┌──
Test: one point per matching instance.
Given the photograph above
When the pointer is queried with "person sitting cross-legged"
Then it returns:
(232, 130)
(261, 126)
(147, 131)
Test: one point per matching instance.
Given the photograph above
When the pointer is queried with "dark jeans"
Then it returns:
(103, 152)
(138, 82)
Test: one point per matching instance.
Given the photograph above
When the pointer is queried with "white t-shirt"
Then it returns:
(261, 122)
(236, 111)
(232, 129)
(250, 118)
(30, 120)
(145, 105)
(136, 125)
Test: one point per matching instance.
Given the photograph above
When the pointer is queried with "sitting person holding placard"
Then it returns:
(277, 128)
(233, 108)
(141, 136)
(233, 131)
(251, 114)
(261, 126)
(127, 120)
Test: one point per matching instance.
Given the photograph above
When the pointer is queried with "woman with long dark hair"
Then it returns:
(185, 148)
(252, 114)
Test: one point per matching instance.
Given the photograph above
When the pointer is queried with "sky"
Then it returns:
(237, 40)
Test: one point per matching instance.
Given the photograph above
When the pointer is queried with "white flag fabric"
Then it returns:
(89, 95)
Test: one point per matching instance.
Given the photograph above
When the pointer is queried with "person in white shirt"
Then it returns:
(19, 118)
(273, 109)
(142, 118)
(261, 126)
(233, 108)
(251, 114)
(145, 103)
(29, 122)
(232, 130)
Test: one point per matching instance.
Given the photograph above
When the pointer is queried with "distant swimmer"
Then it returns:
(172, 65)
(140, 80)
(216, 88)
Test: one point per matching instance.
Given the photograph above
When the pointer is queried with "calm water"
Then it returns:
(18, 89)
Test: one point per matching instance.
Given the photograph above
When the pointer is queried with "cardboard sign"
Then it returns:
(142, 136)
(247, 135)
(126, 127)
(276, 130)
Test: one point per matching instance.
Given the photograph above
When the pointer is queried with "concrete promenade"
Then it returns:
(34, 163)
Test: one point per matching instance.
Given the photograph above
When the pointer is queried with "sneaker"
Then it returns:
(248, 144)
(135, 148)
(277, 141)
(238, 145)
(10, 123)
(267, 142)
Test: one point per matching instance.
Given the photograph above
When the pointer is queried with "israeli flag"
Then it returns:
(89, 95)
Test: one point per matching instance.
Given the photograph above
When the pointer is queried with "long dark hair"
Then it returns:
└──
Pull out every line in the rows above that contains the string "hair", with case counting.

== Completed task ==
When the pointer is queried with "woman with long dark hair"
When the pointer is queried with "long dark hair"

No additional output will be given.